_TO DO_
Reproduce every row, requests included, from the line containing "Question. Place a dot on every instance of the banner" through the end of the rows, inclusive, adding 5 to both numbers of each coordinate pair. Omit the pictures.

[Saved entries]
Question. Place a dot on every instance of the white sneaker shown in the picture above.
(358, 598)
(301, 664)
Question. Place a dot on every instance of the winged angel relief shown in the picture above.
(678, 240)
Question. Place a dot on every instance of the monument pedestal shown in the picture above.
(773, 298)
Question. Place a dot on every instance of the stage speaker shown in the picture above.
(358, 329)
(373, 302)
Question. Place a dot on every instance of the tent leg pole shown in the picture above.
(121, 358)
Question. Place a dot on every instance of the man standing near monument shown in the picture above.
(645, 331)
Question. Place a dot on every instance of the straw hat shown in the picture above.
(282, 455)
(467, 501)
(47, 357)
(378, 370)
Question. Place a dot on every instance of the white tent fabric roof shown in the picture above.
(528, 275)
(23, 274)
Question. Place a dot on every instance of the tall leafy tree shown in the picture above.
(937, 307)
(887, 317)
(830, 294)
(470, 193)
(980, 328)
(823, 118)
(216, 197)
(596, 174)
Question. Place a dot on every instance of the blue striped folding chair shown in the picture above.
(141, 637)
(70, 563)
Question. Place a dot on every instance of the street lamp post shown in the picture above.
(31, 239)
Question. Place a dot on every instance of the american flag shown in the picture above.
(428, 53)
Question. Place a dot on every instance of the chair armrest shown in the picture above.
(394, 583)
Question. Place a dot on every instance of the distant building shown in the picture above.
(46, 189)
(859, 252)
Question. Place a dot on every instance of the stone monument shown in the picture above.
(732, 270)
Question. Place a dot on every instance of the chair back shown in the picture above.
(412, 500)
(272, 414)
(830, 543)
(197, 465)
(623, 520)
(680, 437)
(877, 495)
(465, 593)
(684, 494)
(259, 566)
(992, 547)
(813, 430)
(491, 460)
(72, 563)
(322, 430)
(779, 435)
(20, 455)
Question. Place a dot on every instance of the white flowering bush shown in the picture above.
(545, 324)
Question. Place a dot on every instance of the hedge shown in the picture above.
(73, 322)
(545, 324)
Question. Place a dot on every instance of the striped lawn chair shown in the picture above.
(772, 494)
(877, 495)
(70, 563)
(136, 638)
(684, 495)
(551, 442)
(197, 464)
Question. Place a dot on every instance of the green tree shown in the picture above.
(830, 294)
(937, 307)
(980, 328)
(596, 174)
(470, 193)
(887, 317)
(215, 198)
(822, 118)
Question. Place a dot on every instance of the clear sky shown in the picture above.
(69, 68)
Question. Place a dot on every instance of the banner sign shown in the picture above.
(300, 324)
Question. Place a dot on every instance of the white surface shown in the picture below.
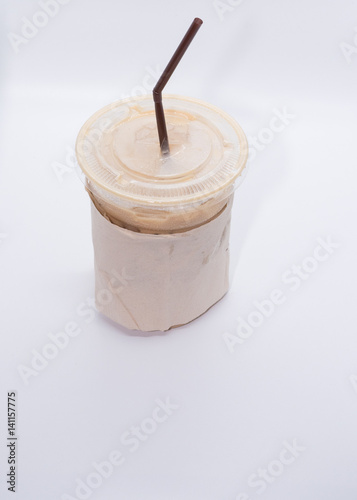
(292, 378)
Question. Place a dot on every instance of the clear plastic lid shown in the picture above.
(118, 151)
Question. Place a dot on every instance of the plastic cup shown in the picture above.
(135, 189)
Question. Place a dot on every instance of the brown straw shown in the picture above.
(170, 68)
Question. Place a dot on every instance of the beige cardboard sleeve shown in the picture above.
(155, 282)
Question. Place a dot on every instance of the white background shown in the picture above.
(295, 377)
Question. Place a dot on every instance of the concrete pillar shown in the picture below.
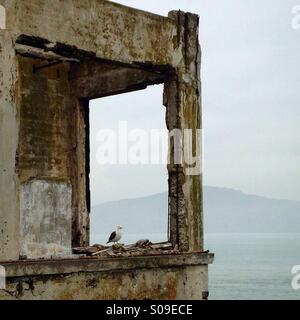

_SOLVED PROBLEM_
Question. Place a dot on every instance of the banner sign shown in the picture above.
(305, 329)
Question. Place a dot on every instance of the white surface shown in the picture below.
(297, 383)
Question. Place a dot on every instance of the clear plastic lid shown in the picture above.
(123, 156)
Question. Place a dot on every instance of the plastic cup shown in the picture above.
(140, 194)
Question. Place a dot on every instance of the brown straw shown in the picture above.
(175, 73)
Question. Place a dot on every instance of the beige cardboard sleeve shown in the picture above.
(160, 287)
Question. Place a dot on every instance of the white background shown in the picture above.
(300, 382)
Question. Place a dot on every instance of the concrete pillar shown in the picture below.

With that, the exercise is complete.